[Point labeling examples]

-.-.-

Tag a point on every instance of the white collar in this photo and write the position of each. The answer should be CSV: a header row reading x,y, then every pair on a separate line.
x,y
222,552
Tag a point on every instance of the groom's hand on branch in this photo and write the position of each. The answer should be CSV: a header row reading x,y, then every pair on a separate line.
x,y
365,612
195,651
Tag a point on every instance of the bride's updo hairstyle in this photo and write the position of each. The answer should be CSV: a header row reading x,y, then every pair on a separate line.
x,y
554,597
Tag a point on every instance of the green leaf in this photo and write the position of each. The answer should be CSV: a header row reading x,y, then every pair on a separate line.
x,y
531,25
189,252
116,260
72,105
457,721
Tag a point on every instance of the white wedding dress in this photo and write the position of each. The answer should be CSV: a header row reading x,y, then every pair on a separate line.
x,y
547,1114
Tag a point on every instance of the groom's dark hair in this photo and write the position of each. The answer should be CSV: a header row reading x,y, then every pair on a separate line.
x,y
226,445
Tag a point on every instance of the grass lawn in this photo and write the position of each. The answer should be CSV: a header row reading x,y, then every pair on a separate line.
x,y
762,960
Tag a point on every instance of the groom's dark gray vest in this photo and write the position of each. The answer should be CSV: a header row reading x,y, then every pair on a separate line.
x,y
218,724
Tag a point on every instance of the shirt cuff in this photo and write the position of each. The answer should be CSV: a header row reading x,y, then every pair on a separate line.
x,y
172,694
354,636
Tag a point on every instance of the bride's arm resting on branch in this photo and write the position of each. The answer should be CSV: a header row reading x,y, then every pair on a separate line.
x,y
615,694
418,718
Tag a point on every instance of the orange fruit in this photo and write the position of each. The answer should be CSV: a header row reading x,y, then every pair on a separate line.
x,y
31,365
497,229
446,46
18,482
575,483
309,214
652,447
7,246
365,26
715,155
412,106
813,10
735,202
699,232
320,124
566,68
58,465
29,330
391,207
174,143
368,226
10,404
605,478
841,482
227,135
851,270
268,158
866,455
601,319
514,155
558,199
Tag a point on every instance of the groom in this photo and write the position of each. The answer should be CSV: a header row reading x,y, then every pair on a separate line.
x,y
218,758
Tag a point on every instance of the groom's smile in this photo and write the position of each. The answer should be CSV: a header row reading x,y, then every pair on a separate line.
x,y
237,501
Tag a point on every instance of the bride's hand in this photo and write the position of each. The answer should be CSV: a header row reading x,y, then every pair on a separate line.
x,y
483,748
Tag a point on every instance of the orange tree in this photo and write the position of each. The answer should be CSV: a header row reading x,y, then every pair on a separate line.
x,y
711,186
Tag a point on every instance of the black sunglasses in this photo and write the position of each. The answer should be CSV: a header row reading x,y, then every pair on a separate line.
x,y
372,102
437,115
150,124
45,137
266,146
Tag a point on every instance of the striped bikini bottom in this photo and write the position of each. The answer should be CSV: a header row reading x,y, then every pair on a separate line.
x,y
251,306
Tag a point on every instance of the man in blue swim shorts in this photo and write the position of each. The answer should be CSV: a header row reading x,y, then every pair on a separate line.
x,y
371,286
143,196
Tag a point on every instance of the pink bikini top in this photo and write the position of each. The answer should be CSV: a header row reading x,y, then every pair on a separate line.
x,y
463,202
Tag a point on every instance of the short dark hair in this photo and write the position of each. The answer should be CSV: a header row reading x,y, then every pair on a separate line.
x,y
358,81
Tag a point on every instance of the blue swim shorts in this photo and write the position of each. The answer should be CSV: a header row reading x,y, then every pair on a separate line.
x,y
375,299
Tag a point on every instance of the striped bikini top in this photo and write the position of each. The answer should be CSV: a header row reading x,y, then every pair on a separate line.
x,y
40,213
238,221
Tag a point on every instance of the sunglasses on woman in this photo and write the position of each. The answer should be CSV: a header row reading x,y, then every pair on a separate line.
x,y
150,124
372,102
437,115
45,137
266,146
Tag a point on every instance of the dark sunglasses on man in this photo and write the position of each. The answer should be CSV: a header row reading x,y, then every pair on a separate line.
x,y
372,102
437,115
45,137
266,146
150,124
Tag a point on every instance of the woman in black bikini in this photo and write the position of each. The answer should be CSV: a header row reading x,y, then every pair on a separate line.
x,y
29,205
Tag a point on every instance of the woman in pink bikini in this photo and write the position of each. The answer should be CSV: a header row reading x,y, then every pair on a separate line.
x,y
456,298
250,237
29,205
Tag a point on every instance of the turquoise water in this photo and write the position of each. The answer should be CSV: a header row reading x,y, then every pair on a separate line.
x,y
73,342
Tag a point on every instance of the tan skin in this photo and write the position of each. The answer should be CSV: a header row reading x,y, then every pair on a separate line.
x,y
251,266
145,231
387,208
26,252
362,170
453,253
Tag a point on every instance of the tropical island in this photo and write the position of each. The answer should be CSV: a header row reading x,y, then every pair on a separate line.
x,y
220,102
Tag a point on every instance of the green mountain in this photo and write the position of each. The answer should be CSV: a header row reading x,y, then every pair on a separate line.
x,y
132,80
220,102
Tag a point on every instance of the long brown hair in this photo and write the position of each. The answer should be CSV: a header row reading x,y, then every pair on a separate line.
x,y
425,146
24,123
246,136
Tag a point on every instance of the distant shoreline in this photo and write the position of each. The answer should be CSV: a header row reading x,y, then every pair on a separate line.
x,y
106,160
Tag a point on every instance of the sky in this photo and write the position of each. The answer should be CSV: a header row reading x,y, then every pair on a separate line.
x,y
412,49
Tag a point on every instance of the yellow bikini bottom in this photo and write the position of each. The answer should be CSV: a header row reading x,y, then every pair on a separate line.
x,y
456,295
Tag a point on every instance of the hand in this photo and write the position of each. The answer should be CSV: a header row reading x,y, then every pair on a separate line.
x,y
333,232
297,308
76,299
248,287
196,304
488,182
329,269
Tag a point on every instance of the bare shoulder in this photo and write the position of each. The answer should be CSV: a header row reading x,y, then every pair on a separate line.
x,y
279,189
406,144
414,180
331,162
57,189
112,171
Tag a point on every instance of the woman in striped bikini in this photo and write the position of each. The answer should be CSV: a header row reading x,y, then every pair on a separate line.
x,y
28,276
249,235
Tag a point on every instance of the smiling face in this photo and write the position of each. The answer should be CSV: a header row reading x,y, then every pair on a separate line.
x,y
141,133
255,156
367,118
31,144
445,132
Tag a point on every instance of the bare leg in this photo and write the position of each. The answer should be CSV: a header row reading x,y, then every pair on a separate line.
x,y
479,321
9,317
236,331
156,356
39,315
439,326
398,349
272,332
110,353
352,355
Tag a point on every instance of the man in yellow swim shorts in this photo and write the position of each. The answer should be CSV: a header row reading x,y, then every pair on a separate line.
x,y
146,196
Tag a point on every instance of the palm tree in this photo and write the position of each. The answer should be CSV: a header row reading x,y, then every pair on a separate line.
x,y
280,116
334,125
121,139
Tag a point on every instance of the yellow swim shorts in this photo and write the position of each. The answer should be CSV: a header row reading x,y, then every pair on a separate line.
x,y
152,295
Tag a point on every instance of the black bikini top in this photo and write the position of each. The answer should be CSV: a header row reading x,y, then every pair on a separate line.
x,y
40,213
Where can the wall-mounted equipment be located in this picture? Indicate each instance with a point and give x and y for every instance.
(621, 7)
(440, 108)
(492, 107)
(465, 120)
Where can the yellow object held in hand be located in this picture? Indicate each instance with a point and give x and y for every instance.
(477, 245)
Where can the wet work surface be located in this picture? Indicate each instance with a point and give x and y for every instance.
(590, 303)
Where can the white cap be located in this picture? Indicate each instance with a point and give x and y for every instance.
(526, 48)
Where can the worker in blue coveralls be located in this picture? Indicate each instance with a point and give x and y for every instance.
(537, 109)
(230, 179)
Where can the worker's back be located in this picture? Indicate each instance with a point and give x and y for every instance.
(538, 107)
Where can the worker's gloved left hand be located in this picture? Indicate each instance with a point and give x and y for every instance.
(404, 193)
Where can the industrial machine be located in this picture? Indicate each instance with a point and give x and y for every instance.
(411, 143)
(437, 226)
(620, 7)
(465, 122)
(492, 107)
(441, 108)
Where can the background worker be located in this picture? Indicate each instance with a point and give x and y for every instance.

-.-.-

Directive → Starting with the line that contains "Where can the wall-mounted", repeat each line through the last one exactly as it appears. Include both ends and nothing more.

Reply →
Where can the wall-mounted equipment be located in this picture? Indicate each instance with a point and give x and y for every instance.
(621, 7)
(440, 108)
(492, 107)
(465, 120)
Where can the yellow object held in hand be located in this picture? Indicate each instance with a point and give x and y for every instance.
(477, 245)
Where can the wet work surface be located in this picture? Indicate each instance with a point and give x and y for every instance.
(590, 303)
Where can the white cap be located in this picture? Indicate each instance with a point and give x and y for every instance.
(526, 48)
Where can the worker in blue coveralls be located in this picture? Indicate each instance with a point and give x and y for every instance.
(537, 109)
(230, 179)
Where can the worker's back be located in this picture? Indicate each instance with a point and give x and y for every instance.
(538, 107)
Where can the worker's gloved left hand be located in this picture? Indicate each instance with a point and give x and y for every instance.
(404, 193)
Where can the industrial machine be located in this picture? Indicate each instance with a point and give x and y for every instance.
(411, 143)
(437, 226)
(620, 7)
(465, 122)
(492, 107)
(441, 108)
Where can the background worker be located in this picture? Indicate each instance with a point and give x and y for every instance.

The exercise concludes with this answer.